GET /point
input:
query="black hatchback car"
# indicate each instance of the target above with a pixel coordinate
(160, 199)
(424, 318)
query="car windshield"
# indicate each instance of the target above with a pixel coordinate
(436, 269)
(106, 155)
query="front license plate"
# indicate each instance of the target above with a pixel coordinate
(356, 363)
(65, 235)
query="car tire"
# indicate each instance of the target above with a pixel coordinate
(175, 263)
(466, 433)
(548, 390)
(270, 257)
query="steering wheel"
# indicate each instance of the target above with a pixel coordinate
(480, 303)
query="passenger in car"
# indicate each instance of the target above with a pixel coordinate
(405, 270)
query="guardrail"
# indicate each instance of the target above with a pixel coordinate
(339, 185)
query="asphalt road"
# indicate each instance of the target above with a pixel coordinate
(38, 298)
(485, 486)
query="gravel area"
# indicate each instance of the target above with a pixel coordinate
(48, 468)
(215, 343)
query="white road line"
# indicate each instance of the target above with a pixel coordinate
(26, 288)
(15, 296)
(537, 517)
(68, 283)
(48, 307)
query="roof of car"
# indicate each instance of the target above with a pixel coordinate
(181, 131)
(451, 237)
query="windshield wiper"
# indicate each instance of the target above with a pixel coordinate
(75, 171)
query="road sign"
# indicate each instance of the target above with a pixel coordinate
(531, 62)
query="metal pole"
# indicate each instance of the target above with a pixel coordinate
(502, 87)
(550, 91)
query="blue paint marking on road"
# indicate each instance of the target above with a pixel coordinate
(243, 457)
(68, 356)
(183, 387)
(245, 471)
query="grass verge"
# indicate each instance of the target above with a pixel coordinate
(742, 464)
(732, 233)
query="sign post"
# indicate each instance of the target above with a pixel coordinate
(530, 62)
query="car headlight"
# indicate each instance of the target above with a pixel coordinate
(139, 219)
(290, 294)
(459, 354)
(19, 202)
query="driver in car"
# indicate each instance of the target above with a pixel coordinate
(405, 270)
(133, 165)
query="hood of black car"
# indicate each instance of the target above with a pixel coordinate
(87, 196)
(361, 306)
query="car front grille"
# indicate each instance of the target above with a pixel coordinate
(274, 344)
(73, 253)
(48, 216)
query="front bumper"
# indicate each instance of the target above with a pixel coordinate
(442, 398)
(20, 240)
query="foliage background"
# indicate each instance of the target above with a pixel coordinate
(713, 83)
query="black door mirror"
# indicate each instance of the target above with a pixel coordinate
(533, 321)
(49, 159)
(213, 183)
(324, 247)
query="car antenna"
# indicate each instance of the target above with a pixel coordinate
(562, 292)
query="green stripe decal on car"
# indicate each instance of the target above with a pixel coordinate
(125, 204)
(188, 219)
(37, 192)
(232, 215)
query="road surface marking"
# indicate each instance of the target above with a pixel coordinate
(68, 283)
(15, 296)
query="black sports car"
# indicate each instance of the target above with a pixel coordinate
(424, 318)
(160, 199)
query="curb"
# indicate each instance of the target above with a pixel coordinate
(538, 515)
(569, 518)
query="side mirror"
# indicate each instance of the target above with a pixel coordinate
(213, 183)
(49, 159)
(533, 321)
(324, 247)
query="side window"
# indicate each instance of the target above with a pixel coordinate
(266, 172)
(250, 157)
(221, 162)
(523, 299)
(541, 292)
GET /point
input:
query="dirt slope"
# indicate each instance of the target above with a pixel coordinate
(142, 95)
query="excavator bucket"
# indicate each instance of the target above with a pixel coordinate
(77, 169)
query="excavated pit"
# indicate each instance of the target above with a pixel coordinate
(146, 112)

==

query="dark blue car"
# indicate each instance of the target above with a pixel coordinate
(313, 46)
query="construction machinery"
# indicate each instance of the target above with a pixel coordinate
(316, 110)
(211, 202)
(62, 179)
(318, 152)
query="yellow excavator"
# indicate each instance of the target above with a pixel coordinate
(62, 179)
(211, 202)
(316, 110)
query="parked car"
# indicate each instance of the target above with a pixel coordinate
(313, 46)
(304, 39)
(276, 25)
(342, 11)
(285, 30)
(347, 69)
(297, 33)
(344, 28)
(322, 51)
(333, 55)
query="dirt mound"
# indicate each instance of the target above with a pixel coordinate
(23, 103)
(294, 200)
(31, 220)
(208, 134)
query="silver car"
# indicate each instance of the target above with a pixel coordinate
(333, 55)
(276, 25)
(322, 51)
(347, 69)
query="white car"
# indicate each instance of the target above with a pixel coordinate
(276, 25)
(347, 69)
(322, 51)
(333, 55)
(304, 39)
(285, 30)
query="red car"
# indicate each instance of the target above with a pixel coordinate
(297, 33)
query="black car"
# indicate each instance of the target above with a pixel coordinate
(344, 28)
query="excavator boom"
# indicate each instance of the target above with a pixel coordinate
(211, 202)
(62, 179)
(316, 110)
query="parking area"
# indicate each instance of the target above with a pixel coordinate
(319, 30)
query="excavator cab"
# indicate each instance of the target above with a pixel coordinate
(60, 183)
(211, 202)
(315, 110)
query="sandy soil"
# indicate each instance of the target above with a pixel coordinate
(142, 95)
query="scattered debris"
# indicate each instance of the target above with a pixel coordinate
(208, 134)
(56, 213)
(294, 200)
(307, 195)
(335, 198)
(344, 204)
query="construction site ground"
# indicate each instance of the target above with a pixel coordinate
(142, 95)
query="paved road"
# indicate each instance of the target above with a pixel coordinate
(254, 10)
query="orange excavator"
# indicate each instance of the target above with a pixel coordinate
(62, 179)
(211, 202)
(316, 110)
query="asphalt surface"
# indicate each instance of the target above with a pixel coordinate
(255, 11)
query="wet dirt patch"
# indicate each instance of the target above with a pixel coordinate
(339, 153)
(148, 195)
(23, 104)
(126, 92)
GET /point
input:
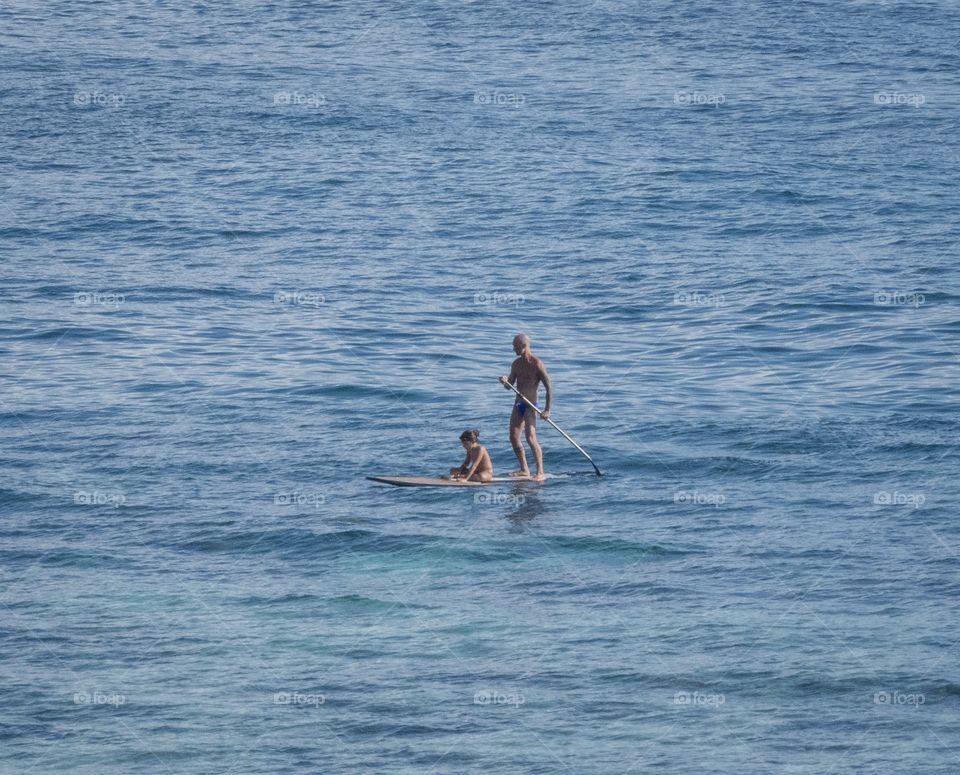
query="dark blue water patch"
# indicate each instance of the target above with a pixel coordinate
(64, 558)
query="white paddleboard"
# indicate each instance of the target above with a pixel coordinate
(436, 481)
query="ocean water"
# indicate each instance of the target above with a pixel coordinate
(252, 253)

▶ Do this:
Collect every line in the records above that contains the string "windshield".

▶ Solution:
query="car windshield"
query="windshield wiper"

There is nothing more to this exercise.